• **WORK INSTRUCTIONS**
Reproduce the data below in full and exclude every picture.

##### DATA SHOWN

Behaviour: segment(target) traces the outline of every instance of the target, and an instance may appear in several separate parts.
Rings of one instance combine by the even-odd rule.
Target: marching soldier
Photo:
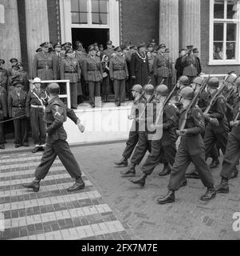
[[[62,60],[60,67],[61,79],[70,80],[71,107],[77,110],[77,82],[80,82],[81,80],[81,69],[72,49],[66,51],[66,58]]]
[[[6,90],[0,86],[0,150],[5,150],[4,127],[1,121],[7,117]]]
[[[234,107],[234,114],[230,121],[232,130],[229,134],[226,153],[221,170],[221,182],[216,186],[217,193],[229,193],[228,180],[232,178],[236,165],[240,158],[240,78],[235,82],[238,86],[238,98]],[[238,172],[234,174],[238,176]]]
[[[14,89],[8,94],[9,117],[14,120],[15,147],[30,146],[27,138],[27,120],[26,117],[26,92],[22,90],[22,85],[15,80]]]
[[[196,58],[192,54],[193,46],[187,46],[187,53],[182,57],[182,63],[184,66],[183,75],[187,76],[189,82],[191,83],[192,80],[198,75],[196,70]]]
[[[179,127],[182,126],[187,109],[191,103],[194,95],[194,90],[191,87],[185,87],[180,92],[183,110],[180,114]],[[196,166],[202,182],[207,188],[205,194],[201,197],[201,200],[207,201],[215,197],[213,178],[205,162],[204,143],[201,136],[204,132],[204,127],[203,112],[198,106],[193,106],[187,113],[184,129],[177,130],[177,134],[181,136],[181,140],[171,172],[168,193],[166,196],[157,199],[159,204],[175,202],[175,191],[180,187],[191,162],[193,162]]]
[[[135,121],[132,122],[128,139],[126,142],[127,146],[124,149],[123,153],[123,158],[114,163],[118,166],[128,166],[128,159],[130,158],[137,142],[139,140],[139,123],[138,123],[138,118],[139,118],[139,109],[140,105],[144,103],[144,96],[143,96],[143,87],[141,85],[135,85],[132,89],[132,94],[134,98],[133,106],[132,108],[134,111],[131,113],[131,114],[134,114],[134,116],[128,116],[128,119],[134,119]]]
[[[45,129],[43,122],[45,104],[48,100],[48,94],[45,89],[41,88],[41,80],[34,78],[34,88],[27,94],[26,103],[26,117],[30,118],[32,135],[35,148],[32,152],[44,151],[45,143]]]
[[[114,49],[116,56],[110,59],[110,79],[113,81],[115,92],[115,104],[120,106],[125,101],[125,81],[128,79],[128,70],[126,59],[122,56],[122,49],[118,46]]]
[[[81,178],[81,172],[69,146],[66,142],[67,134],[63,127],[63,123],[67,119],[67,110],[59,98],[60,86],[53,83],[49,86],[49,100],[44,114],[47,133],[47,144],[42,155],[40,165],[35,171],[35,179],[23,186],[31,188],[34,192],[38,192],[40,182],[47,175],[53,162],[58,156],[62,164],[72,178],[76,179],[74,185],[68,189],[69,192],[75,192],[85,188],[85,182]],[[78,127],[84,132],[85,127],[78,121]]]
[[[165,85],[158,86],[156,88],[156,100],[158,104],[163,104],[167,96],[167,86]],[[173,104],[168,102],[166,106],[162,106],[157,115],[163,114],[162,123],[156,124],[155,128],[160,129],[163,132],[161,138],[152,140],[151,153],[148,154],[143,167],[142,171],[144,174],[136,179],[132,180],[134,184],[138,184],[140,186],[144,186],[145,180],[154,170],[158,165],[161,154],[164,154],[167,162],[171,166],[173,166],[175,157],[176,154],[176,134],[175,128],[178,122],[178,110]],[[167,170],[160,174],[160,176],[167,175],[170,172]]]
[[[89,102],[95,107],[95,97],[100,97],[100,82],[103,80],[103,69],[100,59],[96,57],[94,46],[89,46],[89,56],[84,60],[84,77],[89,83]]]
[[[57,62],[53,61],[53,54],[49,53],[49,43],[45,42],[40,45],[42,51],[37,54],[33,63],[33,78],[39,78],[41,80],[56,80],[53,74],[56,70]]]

##########

• **TASK RESPONSE**
Behaviour: segment(target) traces the outline of every instance of the target, and an instance may appear in several separate parts.
Rings of one instance combine by the even-odd rule.
Target: marching soldier
Photo:
[[[62,60],[60,67],[61,79],[70,80],[71,107],[77,110],[77,82],[80,82],[81,80],[81,69],[72,49],[66,51],[66,58]]]
[[[6,90],[0,86],[0,150],[5,150],[4,127],[1,121],[7,117]]]
[[[234,107],[234,114],[230,121],[232,130],[229,134],[226,153],[221,170],[221,182],[216,186],[217,193],[229,193],[228,180],[232,178],[236,165],[240,158],[240,78],[235,82],[238,86],[238,98]],[[238,172],[234,174],[238,176]]]
[[[14,89],[8,94],[9,117],[14,120],[15,147],[30,146],[27,138],[27,120],[26,117],[26,92],[22,90],[22,85],[15,80]]]
[[[196,58],[192,54],[193,46],[187,46],[187,53],[182,57],[182,63],[184,66],[183,75],[187,76],[189,82],[191,83],[192,80],[198,75],[196,70]]]
[[[179,127],[182,126],[187,109],[191,103],[194,95],[194,90],[191,87],[185,87],[180,92],[183,110],[180,114]],[[196,166],[202,182],[207,188],[205,194],[201,197],[201,200],[207,201],[215,197],[213,178],[205,162],[204,143],[201,136],[204,132],[204,127],[203,112],[198,106],[193,106],[187,113],[184,129],[177,130],[177,134],[181,136],[181,140],[171,172],[168,193],[166,196],[157,199],[159,204],[175,202],[175,191],[180,187],[191,162],[193,162]]]
[[[135,121],[132,122],[128,139],[126,142],[127,146],[124,149],[123,153],[123,158],[114,163],[118,166],[128,166],[128,159],[130,158],[137,142],[139,140],[139,123],[138,123],[138,118],[139,118],[139,109],[140,105],[144,103],[144,96],[143,96],[143,87],[141,85],[135,85],[132,89],[132,94],[134,98],[133,106],[132,108],[134,111],[131,113],[131,114],[134,114],[134,116],[128,116],[128,119],[134,119]]]
[[[45,129],[43,122],[45,104],[48,100],[48,94],[45,89],[41,88],[41,80],[34,78],[34,88],[27,94],[26,103],[26,117],[30,118],[32,135],[35,148],[32,152],[44,151],[45,143]]]
[[[114,49],[116,56],[110,59],[110,79],[113,81],[115,92],[115,104],[120,106],[125,101],[125,81],[128,79],[128,70],[126,59],[122,56],[122,49],[118,46]]]
[[[81,178],[81,172],[69,146],[66,142],[67,134],[63,127],[63,123],[67,119],[67,110],[59,98],[60,86],[53,83],[49,86],[49,100],[44,114],[47,133],[47,144],[42,155],[40,165],[35,171],[35,179],[23,186],[31,188],[34,192],[38,192],[40,182],[47,175],[53,162],[58,156],[62,164],[72,178],[76,179],[74,185],[68,189],[69,192],[75,192],[85,188],[85,182]],[[78,127],[84,132],[85,127],[78,121]]]
[[[165,85],[158,86],[156,88],[156,100],[158,104],[163,104],[167,96],[167,86]],[[173,104],[168,102],[166,106],[162,106],[157,115],[163,114],[162,123],[156,124],[155,128],[160,129],[163,132],[161,138],[152,140],[151,153],[148,154],[143,167],[142,171],[144,174],[136,179],[132,180],[134,184],[138,184],[140,186],[144,186],[145,180],[154,170],[158,165],[161,154],[164,154],[167,162],[171,166],[173,166],[175,157],[176,154],[176,134],[175,128],[178,122],[178,110]],[[167,170],[160,174],[160,176],[167,175],[170,172]]]
[[[89,102],[95,107],[95,97],[100,97],[100,82],[103,80],[103,69],[100,59],[96,57],[94,46],[89,46],[89,56],[84,60],[84,77],[89,83]]]
[[[57,62],[53,61],[53,54],[49,53],[49,43],[45,42],[40,45],[42,51],[37,54],[33,63],[33,78],[39,78],[41,80],[56,80],[53,74],[56,70]]]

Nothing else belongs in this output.